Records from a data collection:
** START **
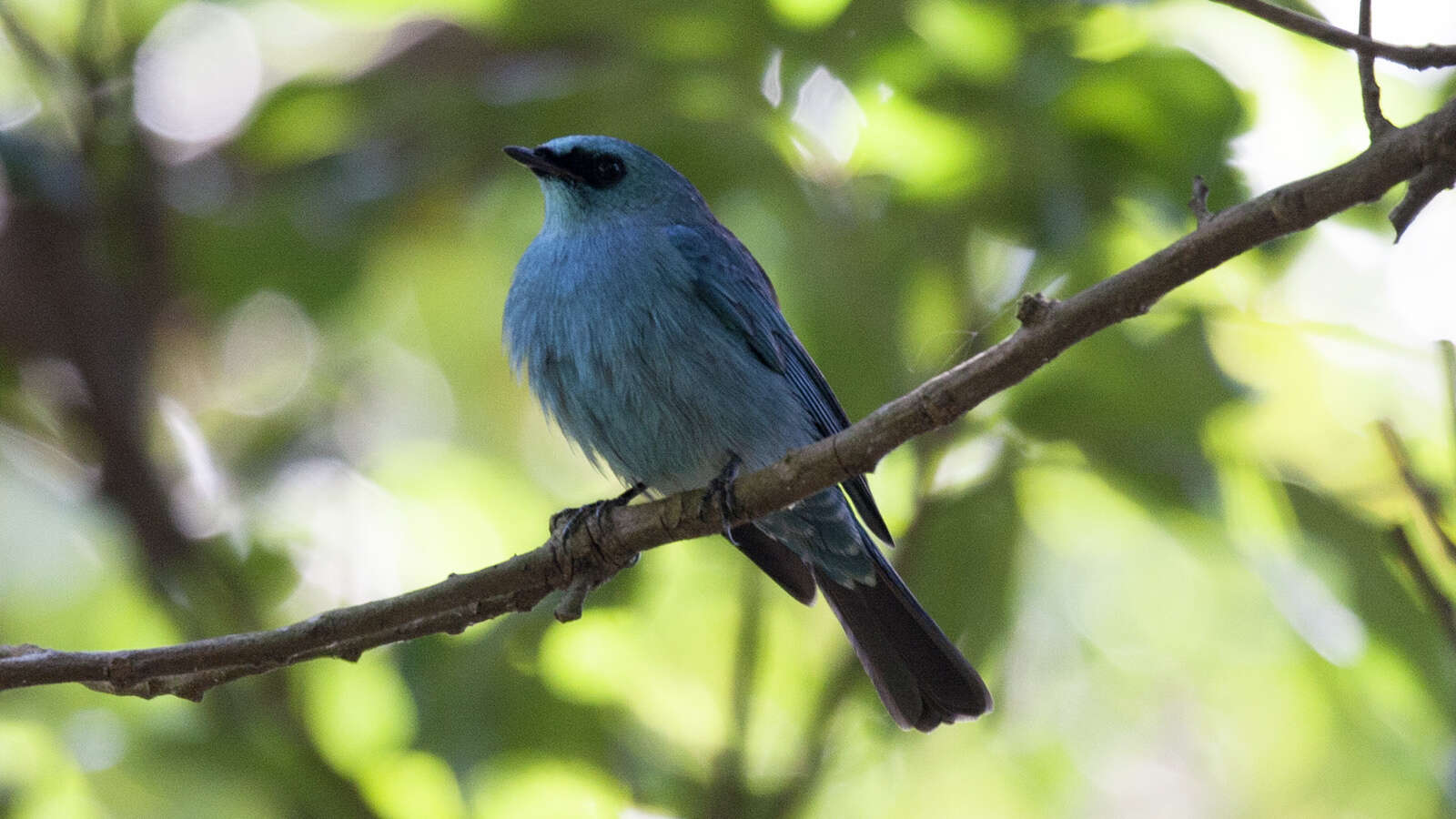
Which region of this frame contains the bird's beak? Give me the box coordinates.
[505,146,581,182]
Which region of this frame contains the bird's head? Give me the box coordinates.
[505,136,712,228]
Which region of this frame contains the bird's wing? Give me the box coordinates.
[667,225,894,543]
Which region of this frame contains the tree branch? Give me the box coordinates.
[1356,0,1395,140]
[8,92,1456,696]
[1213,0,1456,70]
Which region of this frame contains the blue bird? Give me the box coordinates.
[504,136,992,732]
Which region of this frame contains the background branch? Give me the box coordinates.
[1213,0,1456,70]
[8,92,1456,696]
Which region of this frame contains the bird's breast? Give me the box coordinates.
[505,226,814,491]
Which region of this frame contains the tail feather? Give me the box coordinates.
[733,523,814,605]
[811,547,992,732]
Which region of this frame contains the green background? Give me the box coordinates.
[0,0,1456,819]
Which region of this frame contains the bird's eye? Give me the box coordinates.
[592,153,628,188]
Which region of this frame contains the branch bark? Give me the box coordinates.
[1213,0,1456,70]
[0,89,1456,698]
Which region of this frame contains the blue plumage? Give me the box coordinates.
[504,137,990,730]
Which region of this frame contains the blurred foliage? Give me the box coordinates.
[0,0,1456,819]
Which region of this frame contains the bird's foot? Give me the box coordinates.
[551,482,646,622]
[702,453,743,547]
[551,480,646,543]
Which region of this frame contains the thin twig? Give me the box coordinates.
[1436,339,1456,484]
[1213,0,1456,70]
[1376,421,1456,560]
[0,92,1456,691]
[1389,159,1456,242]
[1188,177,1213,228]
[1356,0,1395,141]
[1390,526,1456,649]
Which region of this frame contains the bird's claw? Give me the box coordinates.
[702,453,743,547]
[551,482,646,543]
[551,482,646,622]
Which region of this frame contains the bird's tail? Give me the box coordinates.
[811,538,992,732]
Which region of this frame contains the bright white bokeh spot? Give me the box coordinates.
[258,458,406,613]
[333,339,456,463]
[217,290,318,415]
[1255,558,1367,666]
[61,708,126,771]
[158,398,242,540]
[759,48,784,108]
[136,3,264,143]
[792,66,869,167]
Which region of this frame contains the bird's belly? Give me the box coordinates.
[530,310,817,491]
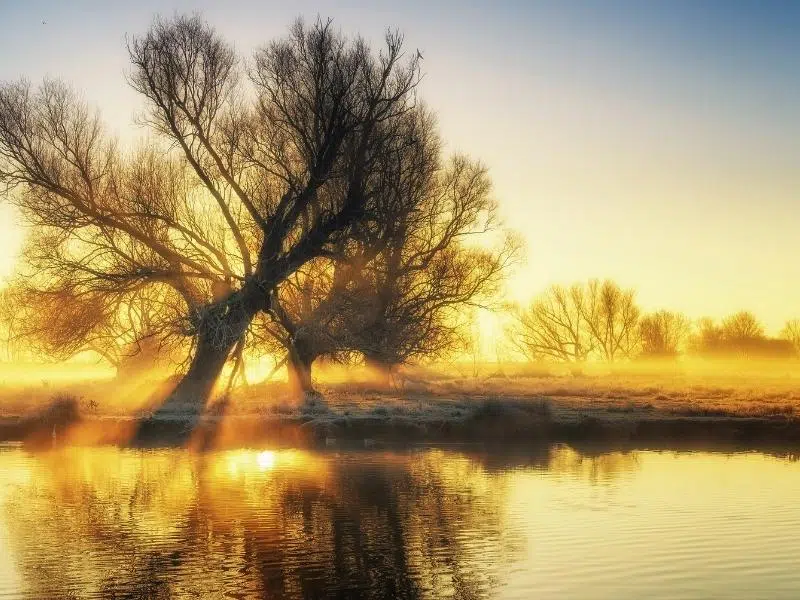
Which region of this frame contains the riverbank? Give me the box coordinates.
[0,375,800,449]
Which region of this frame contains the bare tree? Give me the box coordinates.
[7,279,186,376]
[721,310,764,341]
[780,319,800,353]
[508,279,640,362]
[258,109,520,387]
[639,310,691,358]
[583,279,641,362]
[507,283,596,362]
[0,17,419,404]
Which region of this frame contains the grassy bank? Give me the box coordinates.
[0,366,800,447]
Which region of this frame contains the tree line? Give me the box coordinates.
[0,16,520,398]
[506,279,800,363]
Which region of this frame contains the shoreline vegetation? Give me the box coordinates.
** END **
### [STATED EXERCISE]
Reproduce all of the material above, changing each "frame" to "image" and leaving everything else intact. Omit the pictures from your answer.

### [ANSWER FOR THIS EXERCISE]
Which region of this image contains the bird's beak? Give me the box coordinates.
[505,146,581,182]
Which region of this image contains the bird's head? Give me the box coordinates.
[505,136,712,228]
Which region of this image contains the bird's wing? Give me the box coordinates.
[667,225,894,543]
Which region of this image contains the tree branch? Give me the box coordinates.
[1356,0,1395,140]
[8,92,1456,696]
[1213,0,1456,70]
Which region of this image contains the blue bird? Give me the box coordinates.
[504,136,992,732]
Which region of this image contains the background branch? Give me the box coordinates.
[1213,0,1456,70]
[8,92,1456,696]
Which region of this image contains the bird's breast? Give me the box coordinates.
[505,226,814,491]
Which region of this image contains the tail feather? Give me the box coordinates.
[733,523,814,605]
[811,547,992,732]
Which region of this image contains the green background? Give me the box coordinates.
[0,0,1456,819]
Which region of this image contains the bird's eye? Give me the box coordinates.
[592,153,628,188]
Which region of this image contains the branch bark? Give me the box coordinates.
[1213,0,1456,70]
[0,89,1456,698]
Which region of this image contains the blue plumage? Give me the box coordinates.
[504,137,990,730]
Which region of this image contains the blurred foliage? Give me the box coordinates.
[0,0,1456,819]
Which region of this image contains the bird's foot? Give me the box coordinates.
[551,482,646,622]
[702,453,743,547]
[551,480,646,543]
Which region of this image contains the thin twig? Give me the box coordinates.
[1436,339,1456,484]
[1213,0,1456,70]
[1376,421,1456,560]
[0,92,1456,691]
[1389,159,1456,242]
[1188,177,1213,228]
[1356,0,1395,141]
[1390,526,1456,649]
Which region of this image contains the bird's claw? Give me the box coordinates.
[702,453,743,547]
[551,482,646,543]
[551,482,646,622]
Which region of this image contains the bird's tail? Give me the box coordinates.
[811,538,992,732]
Which region of this image contains the bright white bokeh spot? Give me the box coordinates.
[258,458,406,613]
[333,339,456,463]
[217,290,318,415]
[1255,558,1367,666]
[61,708,126,771]
[158,398,242,540]
[759,48,784,108]
[136,3,264,143]
[792,66,869,167]
Which region of this image contains the bird's belly? Give me the box coordinates.
[530,310,817,491]
Which region of this image contains the riverbank? Give me the box coordinates.
[0,375,800,449]
Which region of this image contains the bare tree? Give me the box coordinates.
[7,279,186,376]
[721,310,764,341]
[780,319,800,353]
[508,279,640,362]
[258,109,520,387]
[639,310,691,358]
[583,279,641,362]
[507,283,596,362]
[0,17,419,404]
Which region of this image contains the grassy bank? Give me the box coordinates.
[0,366,800,447]
Which region of this image contains the tree line? Give me the box coordinates.
[0,16,520,398]
[506,279,800,363]
Which region of this image contains the shoreline vegetation? Give me the box coordinates.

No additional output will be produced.